• Required task:
Copy out every line of the material below, shifting each bounding-box coordinate up by 40, and omit the pictures.

• Listed entries:
==================================================

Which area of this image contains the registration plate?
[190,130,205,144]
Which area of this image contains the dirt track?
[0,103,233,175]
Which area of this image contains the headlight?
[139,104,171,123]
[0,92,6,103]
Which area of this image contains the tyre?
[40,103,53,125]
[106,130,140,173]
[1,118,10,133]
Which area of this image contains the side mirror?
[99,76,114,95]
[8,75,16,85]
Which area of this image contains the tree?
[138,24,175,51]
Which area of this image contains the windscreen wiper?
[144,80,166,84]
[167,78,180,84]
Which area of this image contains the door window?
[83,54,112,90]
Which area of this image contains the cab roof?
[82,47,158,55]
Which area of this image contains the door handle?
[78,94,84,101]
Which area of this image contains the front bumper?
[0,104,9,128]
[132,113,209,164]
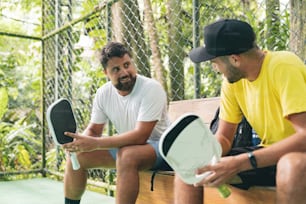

==================================================

• Output:
Which area of this image contains the registration plate?
[230,170,245,184]
Which area of this image contains the dirt track?
[40,143,273,215]
Which area of this image contains the headlight?
[179,144,211,163]
[40,132,46,143]
Which area of this image contains the tyre?
[80,143,93,165]
[146,170,180,213]
[41,158,50,173]
Which area of this image contains the side mirror?
[139,116,154,135]
[48,115,56,125]
Which area of this image contains the tree?
[178,64,215,91]
Which area of this image contains the windscreen wiper?
[184,120,206,124]
[207,118,220,124]
Which area of this image contains the door window?
[123,94,152,130]
Which area of this image contains the cab roof?
[122,87,198,95]
Which area of this image contains the door handle?
[118,134,124,141]
Which area of this image contains the front bumper?
[40,144,49,168]
[172,153,249,204]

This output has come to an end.